Copy every one of the entries below word for word, leaving the pictures out of your copy.

=== DATASET EXCERPTS ===

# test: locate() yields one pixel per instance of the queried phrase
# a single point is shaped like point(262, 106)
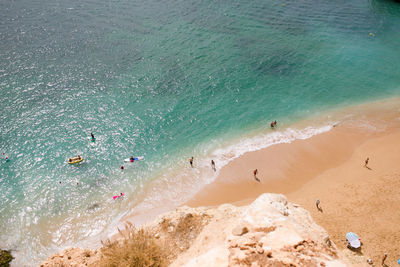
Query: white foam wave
point(226, 154)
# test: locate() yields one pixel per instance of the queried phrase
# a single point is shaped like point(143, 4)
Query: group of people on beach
point(273, 124)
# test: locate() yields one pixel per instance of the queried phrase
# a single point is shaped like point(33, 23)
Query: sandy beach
point(330, 167)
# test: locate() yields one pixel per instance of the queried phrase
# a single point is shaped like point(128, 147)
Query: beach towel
point(353, 240)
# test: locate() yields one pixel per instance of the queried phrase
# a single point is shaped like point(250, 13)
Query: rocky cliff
point(268, 232)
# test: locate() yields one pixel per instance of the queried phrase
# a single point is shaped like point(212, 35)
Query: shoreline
point(329, 167)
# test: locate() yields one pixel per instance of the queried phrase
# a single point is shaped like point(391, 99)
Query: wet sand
point(330, 167)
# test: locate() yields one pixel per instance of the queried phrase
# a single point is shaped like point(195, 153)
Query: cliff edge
point(269, 232)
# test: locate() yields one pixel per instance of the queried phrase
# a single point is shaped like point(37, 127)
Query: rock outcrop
point(268, 232)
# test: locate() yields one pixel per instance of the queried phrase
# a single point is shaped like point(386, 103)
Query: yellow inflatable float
point(75, 160)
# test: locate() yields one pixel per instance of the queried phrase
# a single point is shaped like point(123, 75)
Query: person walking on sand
point(317, 202)
point(191, 162)
point(383, 259)
point(255, 172)
point(366, 163)
point(213, 165)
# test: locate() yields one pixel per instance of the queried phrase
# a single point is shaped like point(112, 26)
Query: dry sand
point(330, 167)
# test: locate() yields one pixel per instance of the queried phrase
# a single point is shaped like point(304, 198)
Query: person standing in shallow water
point(255, 172)
point(191, 162)
point(213, 165)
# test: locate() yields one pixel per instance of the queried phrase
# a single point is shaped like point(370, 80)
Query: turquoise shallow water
point(166, 80)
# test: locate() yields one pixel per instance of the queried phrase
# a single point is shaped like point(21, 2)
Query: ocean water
point(164, 79)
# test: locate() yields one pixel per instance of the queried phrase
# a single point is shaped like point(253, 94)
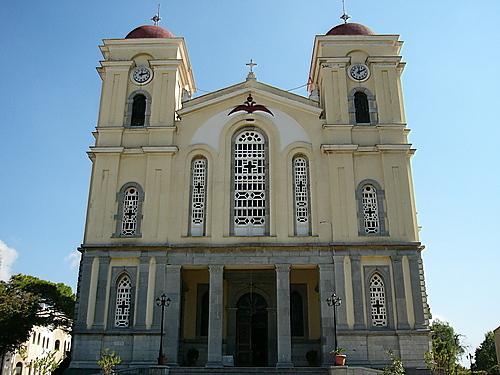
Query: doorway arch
point(251, 330)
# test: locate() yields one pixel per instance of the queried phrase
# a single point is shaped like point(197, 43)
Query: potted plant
point(339, 356)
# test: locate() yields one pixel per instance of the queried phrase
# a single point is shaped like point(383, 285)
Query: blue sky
point(50, 95)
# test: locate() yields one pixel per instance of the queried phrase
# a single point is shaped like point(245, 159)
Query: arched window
point(138, 110)
point(362, 108)
point(122, 304)
point(250, 210)
point(301, 196)
point(371, 212)
point(19, 368)
point(130, 208)
point(205, 306)
point(129, 216)
point(296, 314)
point(378, 301)
point(198, 196)
point(370, 209)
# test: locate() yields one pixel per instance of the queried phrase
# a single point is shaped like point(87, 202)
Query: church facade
point(248, 208)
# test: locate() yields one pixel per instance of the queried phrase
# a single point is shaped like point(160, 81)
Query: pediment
point(255, 88)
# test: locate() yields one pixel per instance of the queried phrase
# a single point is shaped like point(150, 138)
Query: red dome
point(149, 31)
point(350, 29)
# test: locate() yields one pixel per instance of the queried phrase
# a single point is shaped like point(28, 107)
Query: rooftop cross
point(156, 18)
point(344, 15)
point(251, 74)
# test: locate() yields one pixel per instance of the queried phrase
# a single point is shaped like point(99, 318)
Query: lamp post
point(470, 356)
point(162, 301)
point(334, 301)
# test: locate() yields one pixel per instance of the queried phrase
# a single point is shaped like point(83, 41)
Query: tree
point(26, 301)
point(396, 367)
point(486, 356)
point(446, 349)
point(108, 361)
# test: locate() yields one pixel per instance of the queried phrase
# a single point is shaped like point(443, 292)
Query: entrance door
point(251, 330)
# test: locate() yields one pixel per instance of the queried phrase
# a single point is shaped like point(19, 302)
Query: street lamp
point(162, 301)
point(470, 356)
point(334, 301)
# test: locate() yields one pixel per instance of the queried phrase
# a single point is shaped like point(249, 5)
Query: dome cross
point(156, 18)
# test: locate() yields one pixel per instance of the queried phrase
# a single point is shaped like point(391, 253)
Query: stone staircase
point(165, 370)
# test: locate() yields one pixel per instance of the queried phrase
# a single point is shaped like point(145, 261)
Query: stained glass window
point(250, 183)
point(122, 306)
point(370, 209)
point(301, 195)
point(130, 211)
point(378, 301)
point(198, 196)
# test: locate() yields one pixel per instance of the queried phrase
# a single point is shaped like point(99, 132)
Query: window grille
point(362, 108)
point(122, 306)
point(138, 110)
point(198, 196)
point(370, 209)
point(378, 302)
point(250, 182)
point(130, 211)
point(301, 195)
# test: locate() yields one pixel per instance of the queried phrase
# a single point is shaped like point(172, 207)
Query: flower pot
point(340, 359)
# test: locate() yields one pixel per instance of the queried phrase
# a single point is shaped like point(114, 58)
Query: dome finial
point(156, 18)
point(344, 15)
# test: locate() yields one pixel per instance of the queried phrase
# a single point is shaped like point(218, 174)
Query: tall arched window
point(301, 195)
point(378, 301)
point(370, 209)
point(130, 210)
point(250, 210)
point(129, 216)
point(123, 301)
point(138, 117)
point(198, 196)
point(371, 213)
point(296, 314)
point(362, 108)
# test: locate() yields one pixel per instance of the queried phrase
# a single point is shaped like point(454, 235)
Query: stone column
point(172, 313)
point(84, 277)
point(326, 288)
point(357, 292)
point(142, 285)
point(399, 291)
point(283, 316)
point(160, 274)
point(338, 261)
point(416, 287)
point(102, 283)
point(215, 316)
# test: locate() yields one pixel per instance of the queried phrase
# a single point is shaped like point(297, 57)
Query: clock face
point(359, 72)
point(142, 75)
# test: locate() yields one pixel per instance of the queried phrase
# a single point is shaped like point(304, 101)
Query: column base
point(284, 365)
point(214, 365)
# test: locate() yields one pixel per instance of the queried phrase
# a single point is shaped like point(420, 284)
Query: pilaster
point(102, 287)
point(399, 290)
point(326, 288)
point(173, 313)
point(215, 316)
point(357, 291)
point(283, 316)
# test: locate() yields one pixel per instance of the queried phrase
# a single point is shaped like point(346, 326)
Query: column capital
point(215, 268)
point(282, 267)
point(173, 267)
point(397, 258)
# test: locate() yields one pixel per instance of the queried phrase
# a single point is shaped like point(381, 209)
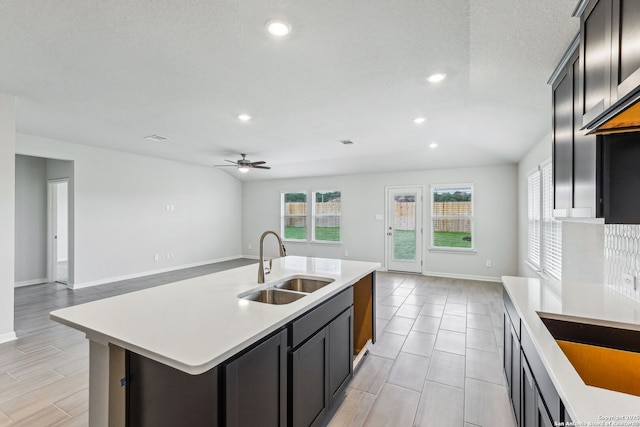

===

◆ **PROBLEM SOLUTION**:
# test: locate() yields one pixel per instance of the queried phrase
# a single point is shaped like point(262, 106)
Query: white foam wave
point(226, 154)
# test: locate() yields one pixel per instance of the queried phrase
# a single point is shaped like point(143, 4)
Query: group of people on beach
point(273, 124)
# test: locate() yields one pixel per instance of the queried phrase
# a single point is shaped like point(33, 23)
Query: sandy beach
point(330, 167)
# test: locate() yields one pixel per instance of the queried phrase
# a single point is shaped like point(128, 147)
Query: beach towel
point(353, 240)
# test: locate() yields one pixel per instance of the queried phrase
# a single point is shaped like point(250, 13)
Query: rocky cliff
point(268, 232)
# test: locate() yields one pixel per instance of the queried phrase
# a single point is shaped like point(212, 35)
Query: shoreline
point(329, 167)
# test: locate() yields one pixel per instance of the queried phrase
# a single point is shaped like point(391, 99)
Query: wet sand
point(330, 167)
# test: locate() yields one pixel per instance of the queried phrase
# a single point is shaped like point(195, 153)
Query: cliff edge
point(269, 232)
# test: locate() yields one pixel per instance of the queried phrase
# a single point is shaped like point(37, 127)
Query: rock outcrop
point(268, 232)
# test: locate() yields one pixel per instance of the queried phrase
# a single point is shaped like point(386, 103)
Query: yellow inflatable float
point(75, 160)
# test: locate() yields one pixel per instance of the queried phrase
# a single point is shaped like point(123, 75)
Query: person walking on sand
point(317, 202)
point(191, 162)
point(383, 259)
point(255, 172)
point(366, 163)
point(213, 165)
# test: locate() yields one pixel per instance of the queried phrase
# a single point is shaped like point(112, 26)
Query: dry sand
point(330, 167)
# test: locate() yields one pixel per instance of the queried phrase
# a single point is shaped like point(304, 198)
Query: person standing in shallow water
point(255, 172)
point(191, 162)
point(213, 165)
# test: locate() yields one pixel per instance of the queried phrase
# a single point is shaped like point(370, 80)
Query: turquoise shallow water
point(166, 80)
# test: locate() yields one pixel per instance of the queried phrase
# a single point is shaped like point(21, 2)
Query: ocean water
point(164, 79)
# test: locate() yields one pixel per instance of the queried phrase
# a single point is shaped like point(253, 94)
Query: doorway arch
point(251, 330)
# test: locate() yields one pixel per instance of the queried phrase
# a single point is shaped like point(197, 43)
Query: potted plant
point(339, 356)
# test: locate() yields one pixel per instance of the queried phrase
# a single point is shaped like point(383, 285)
Query: blue sky
point(50, 95)
# test: locate() yields one pixel per instance of the queried phrase
# a single point is shaped like point(245, 159)
Query: arched window
point(138, 110)
point(362, 108)
point(122, 304)
point(250, 210)
point(301, 196)
point(371, 212)
point(19, 368)
point(130, 208)
point(205, 306)
point(129, 216)
point(296, 314)
point(378, 301)
point(198, 196)
point(370, 209)
# test: locate() yields one pixel per instance of the queried phrase
# a single point is shaped like point(87, 202)
Query: church facade
point(248, 208)
# test: locate() yields one pixel per instance of the queried phrase
# a single point is shaped like point(160, 81)
Query: pediment
point(255, 88)
# test: locate() yields one pixel per instance of the queried phrase
# a single point is shaped like point(150, 138)
Query: red dome
point(149, 31)
point(350, 29)
# test: locate() yields one pixel per instance of the queried phrase
# a single point is shaped like point(28, 107)
Query: rooftop cross
point(156, 18)
point(344, 15)
point(251, 74)
# test: locate() yields one pixel per instance of the queried phrase
# a single point is shaped like point(99, 318)
Query: lamp post
point(470, 356)
point(162, 301)
point(334, 301)
# test: locate() yields one pixel per instance of the queried phrase
# a single point is shaped like point(83, 41)
Query: tree
point(26, 301)
point(396, 367)
point(486, 356)
point(446, 349)
point(108, 361)
# test: locate() yields one pixel per instance of the queried phrase
# a single point is shaped like point(443, 292)
Query: entrance door
point(251, 330)
# test: locate() yields one pixel per instance of the queried phrase
# a single point is shaped like point(19, 302)
Query: street lamp
point(162, 301)
point(470, 356)
point(334, 301)
# test: locate() yields one pixel per instance of the queried phrase
# a single point is shaped like point(249, 5)
Query: dome cross
point(156, 18)
# test: locate() yields one pixel per instance of the queried phrase
# a single point is shaped like point(391, 253)
Query: stone staircase
point(165, 370)
# test: locate() yields one pixel per instance of the queried phrase
# a single point is shaped like point(145, 261)
Query: stained glass window
point(250, 183)
point(122, 306)
point(370, 209)
point(301, 195)
point(130, 211)
point(378, 301)
point(198, 196)
# test: locate() yields one pixel per instance of the queried phrase
# a single point is shaped like point(99, 132)
Query: window grille
point(362, 108)
point(122, 306)
point(138, 110)
point(198, 196)
point(370, 209)
point(378, 302)
point(250, 182)
point(130, 211)
point(301, 195)
# test: locate() yields one pixel per instance of the queried phrase
# a single point is shaped like point(172, 207)
Query: flower pot
point(340, 359)
# test: locate() yields one pixel per instance of the queried phrase
# a single point is shaped like point(114, 58)
Query: dome finial
point(156, 18)
point(344, 15)
# test: locate() yields one pixel per instance of the queried phrase
# a single point is shaped like point(218, 174)
Query: tall arched window
point(301, 195)
point(378, 301)
point(370, 209)
point(130, 210)
point(250, 210)
point(129, 216)
point(123, 301)
point(138, 117)
point(198, 196)
point(371, 213)
point(296, 314)
point(362, 108)
# test: locate() yields one pixel per instance of the queried phrase
# a single point is shaped like point(454, 235)
Query: stone column
point(172, 313)
point(84, 277)
point(326, 288)
point(357, 292)
point(142, 285)
point(399, 291)
point(283, 316)
point(160, 274)
point(338, 261)
point(416, 287)
point(102, 283)
point(215, 316)
# test: locate() yields one pixel per instance of the queried phrase
# a single point is shaped like point(297, 57)
Query: clock face
point(359, 72)
point(142, 75)
# test: locate() yields one pixel per instance of the queried phrase
# a single point is shaped like point(304, 101)
Query: column base
point(284, 365)
point(214, 365)
# test: locate() yields one pixel per instance of the queried phrase
# a single point is shaped like point(420, 284)
Query: pilaster
point(102, 287)
point(399, 290)
point(326, 288)
point(173, 313)
point(215, 316)
point(357, 291)
point(283, 316)
# test: locate() yields one pixel per instance of the queried phrase
# a single point is shaped like point(346, 326)
Query: column capital
point(215, 268)
point(282, 267)
point(173, 267)
point(397, 258)
# test: locate() yields one pixel per instance of the queried phrase
# a single point is shaped like point(381, 209)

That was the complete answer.